→ **Dataset rows**
########################################
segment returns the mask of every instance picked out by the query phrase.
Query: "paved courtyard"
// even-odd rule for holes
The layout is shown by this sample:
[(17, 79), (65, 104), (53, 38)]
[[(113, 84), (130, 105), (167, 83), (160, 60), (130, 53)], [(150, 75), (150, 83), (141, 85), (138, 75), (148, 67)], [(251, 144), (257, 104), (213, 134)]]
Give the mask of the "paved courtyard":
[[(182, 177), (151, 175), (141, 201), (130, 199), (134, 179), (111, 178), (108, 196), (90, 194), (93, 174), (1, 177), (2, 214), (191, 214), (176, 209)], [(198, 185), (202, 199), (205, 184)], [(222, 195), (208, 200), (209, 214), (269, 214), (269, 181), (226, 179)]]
########################################
→ **Given instruction**
Could you retype all of the entries above word for word, keeping every line and character unchanged?

→ **The output**
segment returns the mask of every instance picked out by the query phrase.
Query: "paved courtyard"
// even-odd rule for holes
The layout is shown by this sample:
[(17, 79), (65, 104), (53, 38)]
[[(113, 84), (130, 105), (167, 83), (160, 60), (130, 53)], [(150, 75), (150, 83), (141, 85), (138, 75), (148, 67)], [(251, 144), (257, 104), (213, 134)]]
Give the mask of the "paved courtyard":
[[(182, 177), (151, 175), (141, 201), (130, 199), (134, 179), (111, 178), (108, 196), (90, 194), (93, 174), (1, 177), (2, 214), (191, 214), (176, 209)], [(198, 185), (202, 199), (205, 184)], [(222, 195), (208, 200), (209, 214), (269, 214), (269, 181), (226, 179)]]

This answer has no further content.